_Exercise instructions:_
Each entry below is to be printed verbatim.

--*--

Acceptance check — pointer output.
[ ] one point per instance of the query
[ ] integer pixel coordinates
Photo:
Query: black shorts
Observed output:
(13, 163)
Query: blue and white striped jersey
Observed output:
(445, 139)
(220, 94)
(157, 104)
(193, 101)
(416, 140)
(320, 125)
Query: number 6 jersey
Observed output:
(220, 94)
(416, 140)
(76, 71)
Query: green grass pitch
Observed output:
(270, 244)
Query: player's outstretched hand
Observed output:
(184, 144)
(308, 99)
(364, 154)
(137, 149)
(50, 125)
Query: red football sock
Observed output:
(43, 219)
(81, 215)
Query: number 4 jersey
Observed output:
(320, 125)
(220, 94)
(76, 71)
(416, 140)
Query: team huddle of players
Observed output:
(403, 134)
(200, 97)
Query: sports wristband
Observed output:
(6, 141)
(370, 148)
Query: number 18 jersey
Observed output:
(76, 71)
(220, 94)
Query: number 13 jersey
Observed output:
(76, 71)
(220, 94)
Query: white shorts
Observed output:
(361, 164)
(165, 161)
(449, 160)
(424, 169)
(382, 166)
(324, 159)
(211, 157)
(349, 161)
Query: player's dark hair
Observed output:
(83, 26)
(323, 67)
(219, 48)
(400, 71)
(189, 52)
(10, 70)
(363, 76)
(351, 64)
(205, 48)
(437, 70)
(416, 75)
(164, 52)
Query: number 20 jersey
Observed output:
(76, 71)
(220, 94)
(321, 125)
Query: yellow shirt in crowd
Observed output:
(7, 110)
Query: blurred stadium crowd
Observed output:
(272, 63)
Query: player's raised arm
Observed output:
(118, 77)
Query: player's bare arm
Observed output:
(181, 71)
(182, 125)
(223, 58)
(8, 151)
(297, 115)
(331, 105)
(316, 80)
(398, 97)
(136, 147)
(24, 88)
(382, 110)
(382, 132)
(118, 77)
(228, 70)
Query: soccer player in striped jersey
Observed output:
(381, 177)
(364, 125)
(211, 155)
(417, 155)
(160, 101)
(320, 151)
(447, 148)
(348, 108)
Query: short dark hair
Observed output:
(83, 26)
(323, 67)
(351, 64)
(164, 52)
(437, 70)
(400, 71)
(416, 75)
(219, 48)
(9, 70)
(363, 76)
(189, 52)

--*--

_Complete output:_
Acceptance check — pointer output.
[ ] one point per instance of the query
[ ] integer pixel coordinates
Photo:
Query: black shorts
Observed output:
(13, 163)
Query: blue and white striped jersey
Observed output:
(445, 139)
(220, 94)
(157, 104)
(193, 101)
(416, 140)
(320, 125)
Query: number 6 jersey
Observed output:
(220, 94)
(416, 140)
(76, 71)
Query: green grass pitch
Observed output:
(270, 244)
Query: player's outstretched hand
Observed output:
(184, 144)
(308, 99)
(364, 154)
(137, 149)
(50, 125)
Query: red football sock
Observed output:
(43, 219)
(81, 215)
Query: number 4 jersey
Observed output:
(320, 125)
(220, 94)
(76, 71)
(416, 140)
Query: team huddle of players
Observed output:
(403, 134)
(200, 97)
Query: sports wristband
Observed output:
(6, 141)
(370, 148)
Query: number 18 jersey
Observed output:
(76, 71)
(220, 94)
Query: number 13 jersey
Observed output:
(76, 71)
(220, 94)
Query: white shorts
Observed output:
(361, 164)
(165, 161)
(449, 160)
(424, 169)
(382, 166)
(324, 159)
(211, 157)
(349, 161)
Query: player's dark hair
Observed output:
(83, 26)
(323, 67)
(219, 48)
(400, 71)
(189, 52)
(10, 70)
(363, 76)
(351, 64)
(205, 48)
(437, 70)
(416, 75)
(164, 52)
Query: number 20 jersey
Observed output:
(76, 71)
(220, 94)
(321, 125)
Query: yellow shirt in crowd
Observed output:
(7, 110)
Query: blurred stadium crowd
Observed output:
(272, 63)
Query: player's raised arm
Observed output:
(118, 77)
Query: player's bare arm
Observed output:
(181, 71)
(182, 125)
(223, 58)
(8, 151)
(297, 115)
(331, 105)
(316, 80)
(398, 97)
(136, 147)
(24, 88)
(382, 110)
(382, 132)
(118, 77)
(228, 70)
Query: soccer player in striped jersey
Observed output:
(381, 177)
(364, 125)
(211, 155)
(417, 155)
(160, 101)
(320, 151)
(447, 148)
(348, 108)
Query: short dark hair
Observed output:
(83, 26)
(323, 67)
(351, 64)
(164, 52)
(437, 70)
(400, 71)
(416, 75)
(219, 48)
(9, 70)
(363, 76)
(189, 52)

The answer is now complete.